- [Document text]
————
Tell us about the Basic Watch Right?

Basic Rights Watch is a nonprofit organisation that works in the area of budget analysis, open government, transparency and accountability, and citizens’ engagement. We also track capital projects in rural communities, working with government actors and fellow Non-Governmental Organisations (NGOs) to ensure the capital needs of these rural communities are addressed.

At the moment, as part of our transparency and accountability programme, we are tracking the the spending of Tertiary Education Trust Fund (TETFund) intervention funds worth 213 billion naira that was budgeted in 2016 and was meant to be spent by tertiary institutions in 2017. We have therefore been engaging both TETFund and the tertiary institutions using the Freedom of Information (FOI Act) to actually determine how the funds are being spent.

Based on our interaction with the tertiary institutions, there has been a lot of delay in releasing the funds and based on our interaction with TETFund this is so because TETFund has a policy of not approving funds for subsequent years unless funds for previous years have been judiciously spent and accounted for.
————
- [Given information]
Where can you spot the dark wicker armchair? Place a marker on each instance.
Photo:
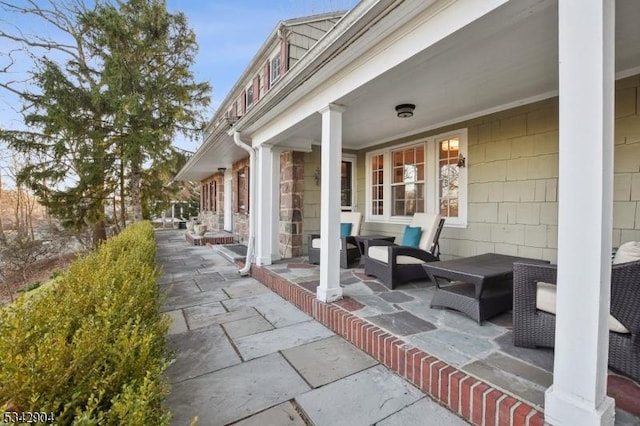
————
- [Given task 1]
Answer these questions from the Basic Rights Watch interview text:
(a) What is the value of the TETFund intervention funds being tracked?
(b) Which law is being used to engage TETFund and the tertiary institutions?
(c) According to TETFund, why has there been a delay in releasing the funds?
- [Given task 2]
Pick up the Basic Rights Watch interview text after its final sentence and continue it.

- [Final answer 1]
(a) 213 billion naira.
(b) The Freedom of Information Act (FOI Act).
(c) TETFund has a policy of not approving funds for subsequent years unless funds for previous years have been judiciously spent and accounted for.

- [Final answer 2]
We therefore realized there are a lot of corrupt activities in the management of the funds which marred the implementation of the TETFund interventions and discovered that for some tertiary institutions, there had been a lot of misappropriation of the funds hence making TETFund withheld their funding for subsequent years; such institutions now have a lot of backlog of funds to access, some are still trying to account for their 2012 funds.

 

What are the major challenges militating against the access to TETFund intervention funds by tertiary institutions?

First, is the fact that the managements of tertiary institutions prepare budgets and send them to TETfund for approval without proper consultations with lecturers and students; there should be a bottom-up approach whereby students and lecturers work collectively to come up with their budget before it is submitted to their desk officer at TETFund.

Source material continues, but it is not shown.